EXERCISE PROMPT: Pick every line with "beak" from the material below.

SOURCE MATERIAL:
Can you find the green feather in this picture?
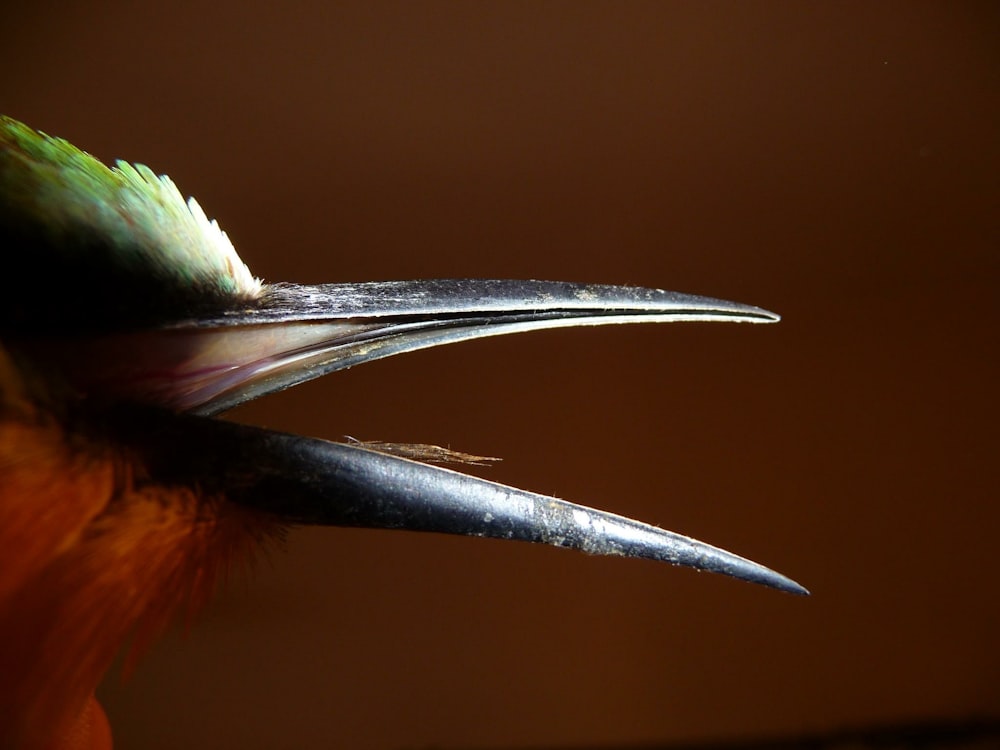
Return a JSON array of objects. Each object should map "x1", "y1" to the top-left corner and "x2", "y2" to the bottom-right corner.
[{"x1": 0, "y1": 116, "x2": 260, "y2": 334}]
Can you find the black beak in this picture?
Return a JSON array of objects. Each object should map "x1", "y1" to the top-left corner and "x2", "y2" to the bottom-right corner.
[{"x1": 94, "y1": 279, "x2": 806, "y2": 595}]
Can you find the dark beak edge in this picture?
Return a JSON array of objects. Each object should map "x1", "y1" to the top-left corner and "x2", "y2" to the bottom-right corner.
[{"x1": 122, "y1": 279, "x2": 806, "y2": 595}]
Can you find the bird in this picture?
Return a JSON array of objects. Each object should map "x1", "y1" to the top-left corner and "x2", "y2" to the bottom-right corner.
[{"x1": 0, "y1": 115, "x2": 806, "y2": 750}]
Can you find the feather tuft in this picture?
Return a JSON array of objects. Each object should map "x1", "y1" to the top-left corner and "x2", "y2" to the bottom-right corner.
[{"x1": 0, "y1": 115, "x2": 262, "y2": 334}]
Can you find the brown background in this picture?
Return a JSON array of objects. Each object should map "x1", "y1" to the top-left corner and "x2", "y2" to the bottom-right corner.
[{"x1": 2, "y1": 2, "x2": 997, "y2": 748}]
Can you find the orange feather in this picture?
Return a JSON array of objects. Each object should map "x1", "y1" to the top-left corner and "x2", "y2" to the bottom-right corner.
[{"x1": 0, "y1": 347, "x2": 280, "y2": 749}]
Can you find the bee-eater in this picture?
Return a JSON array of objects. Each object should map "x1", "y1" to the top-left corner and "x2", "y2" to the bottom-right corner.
[{"x1": 0, "y1": 116, "x2": 806, "y2": 750}]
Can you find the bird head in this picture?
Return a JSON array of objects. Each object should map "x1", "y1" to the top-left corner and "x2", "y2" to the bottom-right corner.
[{"x1": 0, "y1": 116, "x2": 805, "y2": 749}]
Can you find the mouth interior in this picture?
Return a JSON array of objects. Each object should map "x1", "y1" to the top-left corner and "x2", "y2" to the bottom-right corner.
[
  {"x1": 24, "y1": 302, "x2": 769, "y2": 414},
  {"x1": 23, "y1": 321, "x2": 373, "y2": 412}
]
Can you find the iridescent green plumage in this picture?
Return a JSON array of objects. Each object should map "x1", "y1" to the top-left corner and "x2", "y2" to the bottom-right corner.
[{"x1": 0, "y1": 116, "x2": 259, "y2": 335}]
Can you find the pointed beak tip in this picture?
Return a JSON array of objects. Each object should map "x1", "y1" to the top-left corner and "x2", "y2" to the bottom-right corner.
[
  {"x1": 755, "y1": 307, "x2": 781, "y2": 324},
  {"x1": 720, "y1": 559, "x2": 807, "y2": 596},
  {"x1": 785, "y1": 580, "x2": 811, "y2": 596},
  {"x1": 769, "y1": 574, "x2": 810, "y2": 596}
]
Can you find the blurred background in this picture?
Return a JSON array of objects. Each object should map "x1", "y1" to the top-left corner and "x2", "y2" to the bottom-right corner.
[{"x1": 2, "y1": 2, "x2": 997, "y2": 748}]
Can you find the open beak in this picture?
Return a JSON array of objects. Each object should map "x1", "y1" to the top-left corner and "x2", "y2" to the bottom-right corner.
[{"x1": 81, "y1": 279, "x2": 807, "y2": 595}]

WRITTEN ANSWER:
Can you find the black beak in this picture?
Can you find the dark beak edge in this picture?
Can you find the pointed beak tip in this picture?
Can you find the open beak in this picture?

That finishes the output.